# YOUR TASK
Pick up the passage below on taxation and investment rules for NRIs and continue it from its last sentence.

# SELECTED TEXT
Segment Open

Dual taxation is defined as the levying of taxes for the same tax-payer in two countries for the same income earned during the same period of time. Since NRIs are covered by laws of two nations, they are required to pay for the income earned in same period in both nations. However, to avoid any hardship to NRIs and with view to see that national economic growth does not suffer, the government has entered into Double Taxation Avoidance Agreements (DTAA) with various countries. Such tax treaties serve the purpose of providing full protection to tax payers against double taxation, and thus, preventing the discouragement in free flow of international trade and international investment.
NRIs enjoy the benefit of tapping ample investment opportunities in stock markets by investing in primary and secondary markets through portfolio investment schemes. The limit was 10% of company’s paid-up capital earlier (20% in public sector bank) and could be raised to 24%, subject to company approval. However, NRIs can now go as high as 30% of paid-up capital. Though ICICI Bank is an exception where government allows investment up to 49%. Besides, they can go for bonds and debentures like RBI Relief bonds where the rate of interest is down to 8.5%.

Segment Closed

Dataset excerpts
Segment Open

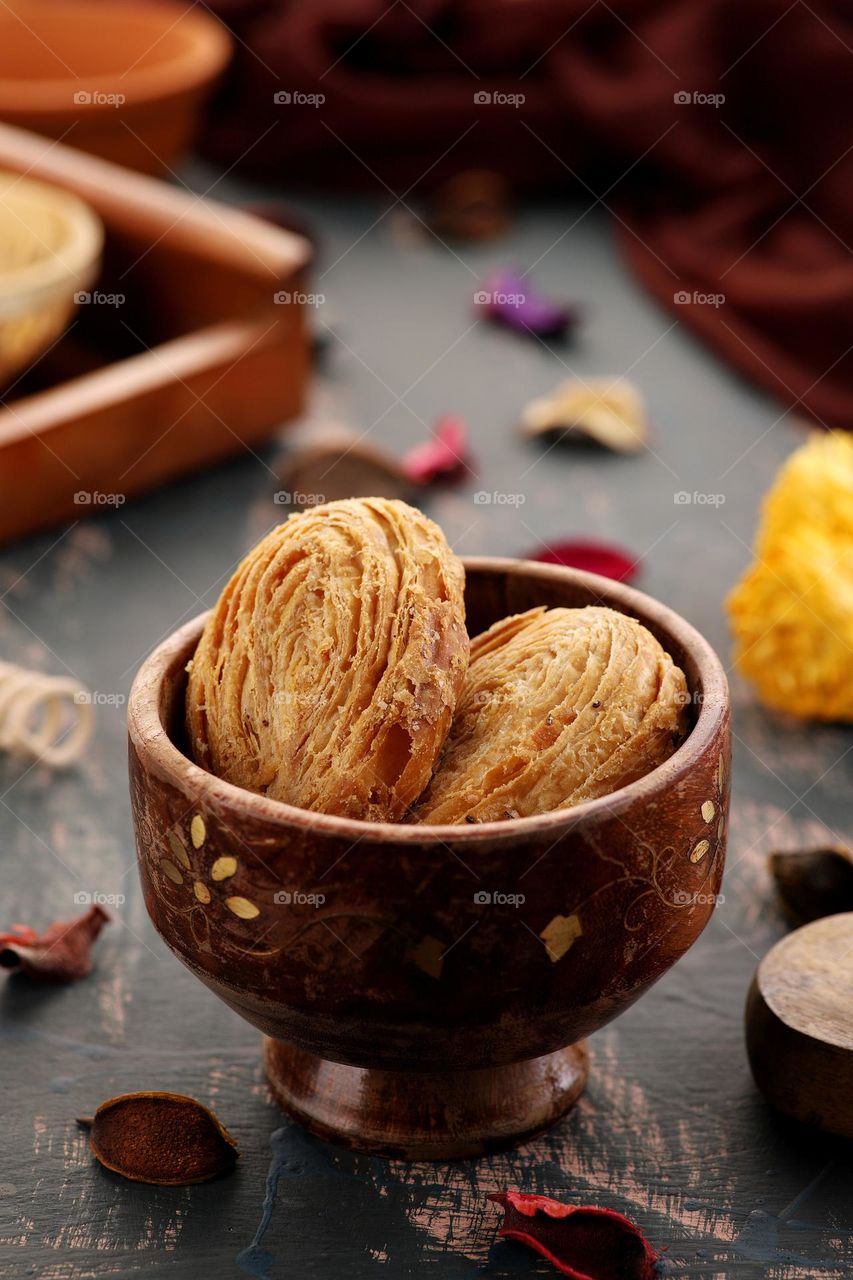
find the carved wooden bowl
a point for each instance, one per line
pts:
(424, 988)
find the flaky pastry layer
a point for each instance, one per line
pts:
(328, 672)
(559, 705)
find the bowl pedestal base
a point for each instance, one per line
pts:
(425, 1115)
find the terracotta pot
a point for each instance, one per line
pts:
(420, 984)
(122, 81)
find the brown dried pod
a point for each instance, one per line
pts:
(340, 465)
(162, 1138)
(473, 205)
(813, 882)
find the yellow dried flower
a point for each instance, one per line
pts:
(792, 612)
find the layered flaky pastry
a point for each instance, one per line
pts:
(328, 672)
(559, 705)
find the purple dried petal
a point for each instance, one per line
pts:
(511, 300)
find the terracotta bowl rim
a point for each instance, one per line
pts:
(158, 752)
(208, 49)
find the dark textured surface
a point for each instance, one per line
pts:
(670, 1130)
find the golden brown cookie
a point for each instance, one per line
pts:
(559, 705)
(328, 672)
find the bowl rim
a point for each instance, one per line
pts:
(69, 264)
(205, 55)
(156, 749)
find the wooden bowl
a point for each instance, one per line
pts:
(123, 81)
(424, 988)
(50, 248)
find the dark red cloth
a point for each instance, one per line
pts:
(751, 199)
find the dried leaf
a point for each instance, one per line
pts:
(162, 1138)
(511, 300)
(442, 455)
(473, 205)
(582, 1240)
(62, 952)
(606, 410)
(813, 882)
(592, 557)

Segment Closed

# OUTPUT OF THE TASK
NRIs can open various kinds of accounts depending upon their needs and requirements, like NRE/NRO/NRNR accounts. It is interesting to note that the total NRI deposits in banks under various schemes was Rs 10,585 crore in March 2001. Quite a few banks extend loans against investments or foreign currency loans against bank deposits. Home loans, too, are instantly provided to NRIs at competitive interest rates to meet their property needs in India.
In the monetary and credit policy 2001-02, the procedures of financial transactions of NRIs such as remittances, investments and maintenance of bank accounts have been considerably simplified.
The ITC Classification of Export and Import Items 1997-02 provides for certain items to be freely imported by NRIs. However, some specified items can be imported only through licence in that behalf. Imports are also allowed under Baggage Rules, 1998, only if it does not involve foreign exchange remittance.
PIO Card is a simple and beneficial card for persons of Indian origin (PIO) living abroad and having foreign passports. It ensures a visa-free entry to India and many other special economic, educational, financial and cultural benefits to its holders. Such cardholders are considered on par with NRIs in various matters like property, housing and education.
Almost 15% of the total seats in some private medical and dental colleges in India are reserved for PIO/NRI children. Thus, out of the total 3,000 seats available in such educational institutes, approximately 450 are made available for NRI children without their being required to appear for any exam.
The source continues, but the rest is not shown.